» **AIM**:
Copy the data below character for character, from the line with "Objective — one pin per instance of the metal" to the line with "Objective — one pin per instance of the horse", including both of those lines.

» **DATA SHOWN**:
------------

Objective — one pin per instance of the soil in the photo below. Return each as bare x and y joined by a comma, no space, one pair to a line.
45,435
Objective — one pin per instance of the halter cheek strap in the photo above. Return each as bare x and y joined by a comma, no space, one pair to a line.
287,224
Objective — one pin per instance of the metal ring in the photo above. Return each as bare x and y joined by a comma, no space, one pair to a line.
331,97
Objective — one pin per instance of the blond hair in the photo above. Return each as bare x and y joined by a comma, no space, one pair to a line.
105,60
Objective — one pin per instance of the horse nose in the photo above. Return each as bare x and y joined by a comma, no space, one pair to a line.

------------

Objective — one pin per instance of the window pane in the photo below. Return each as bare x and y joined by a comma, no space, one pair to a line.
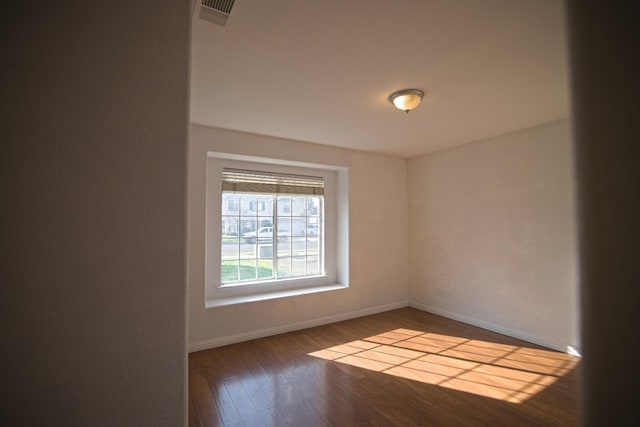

------------

» **ANSWER TO THIS EXERCISE**:
Objective — one pin per instance of the metal ring in the photo above. Return each as bare x and y joined by a comma, no space, one pair to a line.
331,97
Objective — one pin per instance of the blond hair in the photo above. Return each as bare x and y joined by a comma, no space, one pair to a line.
105,60
Objective — one pin per instance of the horse nose in the photo above. Return each as bare x and y joined by a comma, no space, one pair to a line.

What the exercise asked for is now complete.